- [GIVEN TASK A] Determine whether each of the following statements agrees with the passage on delayed payments to small enterprises: (i) The Delayed Payments Act came into being in 1993. (ii) The 1998 amendment defined the default period as 90 days. (iii) Industrial Facilitation Councils were to be notified by the Union Government. For each, answer yes or no and quote the deciding words of the passage.

- [READING PASSAGE]
-=-=-

Friday, August 19, 2016



STRENGTHEN THE MSE FACILITATION COUNCIL SOONER THAN LATER

Most micro and small enterprises suffer from delayed payments for their supplies and services. Several contractual engagements with both the government and public sector undertakings also are not honoured.

In line with the long-standing demand of small-scale sector to alleviate the problem of delayed payments the Delayed Payments Act came into being in 1993. The hope that the small scale industries would be relieved of the stress in working capital was short-lived due to ineffective implementation. The Act has been amended in September 1998 providing for payment of penal interest at 150% of the prime lending rate of SBI, defining default period as 120 days. It also provided for an alternative mechanism of arbitration and conciliation and also redefined the term supplier to include any institution, agency or undertaking notified as such by the Union Government. Industrial Facilitation Councils empowered to act as arbitrators/conciliators were to be notified by the State/UT governments. The amendments were effected to strengthen the Act, to make it more useful without disturbing the buyer - seller cordial relations and to provide a relief to the small suppliers from undergoing the cumbersome recourse of legal redressal through civil suits.

Subsequently, in 2006 when the MSME Development Act was brought in, the Delayed Payments Act was subsumed in Sections 15to18 of the MSMED Act whereby the MSE Facilitation Councils replaced the Industrial Facilitation Councils.

-=-=-

- [EXTRACTED ENTRIES]
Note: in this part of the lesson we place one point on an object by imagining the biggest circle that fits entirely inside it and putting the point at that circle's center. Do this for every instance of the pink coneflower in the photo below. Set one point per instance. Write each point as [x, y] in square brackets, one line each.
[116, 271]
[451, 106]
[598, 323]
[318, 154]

-=-=-

- [GIVEN TASK B] Put every line of the records above into a JSON list of strings, one string per line, omitting blank lines.

- [PROBLEM SOLUTION A]
(i) Yes: "the Delayed Payments Act came into being in 1993"
(ii) No: "defining default period as 120 days"
(iii) No: "Industrial Facilitation Councils empowered to act as arbitrators/conciliators were to be notified by the State/UT governments"

- [PROBLEM SOLUTION B]
[
  "Note: in this part of the lesson we place one point on an object by imagining the biggest circle that fits entirely inside it and putting the point at that circle's center. Do this for every instance of the pink coneflower in the photo below. Set one point per instance. Write each point as [x, y] in square brackets, one line each.",
  "[116, 271]",
  "[451, 106]",
  "[598, 323]",
  "[318, 154]"
]